**Exercise directions**
Pick out every line of the data below that contains the word "each", and copy those lines out in full.
++++++++++
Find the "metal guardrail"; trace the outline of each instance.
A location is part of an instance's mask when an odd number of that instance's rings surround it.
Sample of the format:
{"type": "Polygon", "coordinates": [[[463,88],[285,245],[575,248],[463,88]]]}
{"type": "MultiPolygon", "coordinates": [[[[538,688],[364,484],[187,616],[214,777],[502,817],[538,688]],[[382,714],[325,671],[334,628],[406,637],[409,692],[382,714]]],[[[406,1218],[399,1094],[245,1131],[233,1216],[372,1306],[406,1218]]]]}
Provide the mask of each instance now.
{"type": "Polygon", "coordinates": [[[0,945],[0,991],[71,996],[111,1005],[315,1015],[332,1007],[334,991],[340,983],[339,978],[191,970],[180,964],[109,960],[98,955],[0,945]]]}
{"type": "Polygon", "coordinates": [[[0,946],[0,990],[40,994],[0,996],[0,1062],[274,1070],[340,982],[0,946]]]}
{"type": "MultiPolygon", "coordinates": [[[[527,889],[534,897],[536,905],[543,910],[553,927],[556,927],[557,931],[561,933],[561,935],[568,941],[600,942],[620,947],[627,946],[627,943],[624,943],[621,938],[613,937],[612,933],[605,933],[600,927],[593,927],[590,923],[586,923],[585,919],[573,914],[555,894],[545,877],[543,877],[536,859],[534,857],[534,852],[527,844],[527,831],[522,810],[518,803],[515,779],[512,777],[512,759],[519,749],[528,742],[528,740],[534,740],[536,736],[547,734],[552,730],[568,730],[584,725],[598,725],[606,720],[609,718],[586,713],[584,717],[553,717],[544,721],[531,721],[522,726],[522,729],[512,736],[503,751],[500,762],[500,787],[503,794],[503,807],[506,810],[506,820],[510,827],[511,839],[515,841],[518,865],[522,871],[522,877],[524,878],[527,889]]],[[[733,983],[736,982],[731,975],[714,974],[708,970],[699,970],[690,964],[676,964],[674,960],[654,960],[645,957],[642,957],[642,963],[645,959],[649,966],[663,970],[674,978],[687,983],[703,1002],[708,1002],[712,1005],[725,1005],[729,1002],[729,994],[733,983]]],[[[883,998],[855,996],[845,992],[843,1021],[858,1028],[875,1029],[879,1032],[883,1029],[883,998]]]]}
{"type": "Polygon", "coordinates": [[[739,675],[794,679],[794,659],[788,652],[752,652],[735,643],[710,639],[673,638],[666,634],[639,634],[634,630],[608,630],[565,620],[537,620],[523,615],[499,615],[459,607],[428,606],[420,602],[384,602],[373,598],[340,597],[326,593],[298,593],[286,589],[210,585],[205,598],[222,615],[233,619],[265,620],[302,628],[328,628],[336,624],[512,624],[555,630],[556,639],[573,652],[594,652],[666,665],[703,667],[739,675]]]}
++++++++++
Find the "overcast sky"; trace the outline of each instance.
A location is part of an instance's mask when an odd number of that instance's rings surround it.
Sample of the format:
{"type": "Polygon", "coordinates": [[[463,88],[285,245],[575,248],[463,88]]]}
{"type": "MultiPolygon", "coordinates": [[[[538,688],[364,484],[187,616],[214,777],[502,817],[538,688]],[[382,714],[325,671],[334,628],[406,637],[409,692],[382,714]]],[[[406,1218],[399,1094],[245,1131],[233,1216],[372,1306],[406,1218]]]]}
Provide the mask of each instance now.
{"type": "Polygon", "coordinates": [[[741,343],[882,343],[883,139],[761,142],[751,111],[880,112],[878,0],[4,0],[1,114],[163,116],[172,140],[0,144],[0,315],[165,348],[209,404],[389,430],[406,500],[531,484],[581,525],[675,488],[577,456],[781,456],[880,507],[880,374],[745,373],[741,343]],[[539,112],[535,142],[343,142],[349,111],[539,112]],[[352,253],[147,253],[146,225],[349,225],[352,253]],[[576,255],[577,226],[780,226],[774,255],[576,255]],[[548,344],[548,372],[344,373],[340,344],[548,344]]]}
++++++++++
**Solved problem**
Find the "metal guardrail"; trace the outline of each instance.
Provide the mask of each instance now.
Find the "overcast sky"; trace the outline of each instance.
Provide the mask of each instance now.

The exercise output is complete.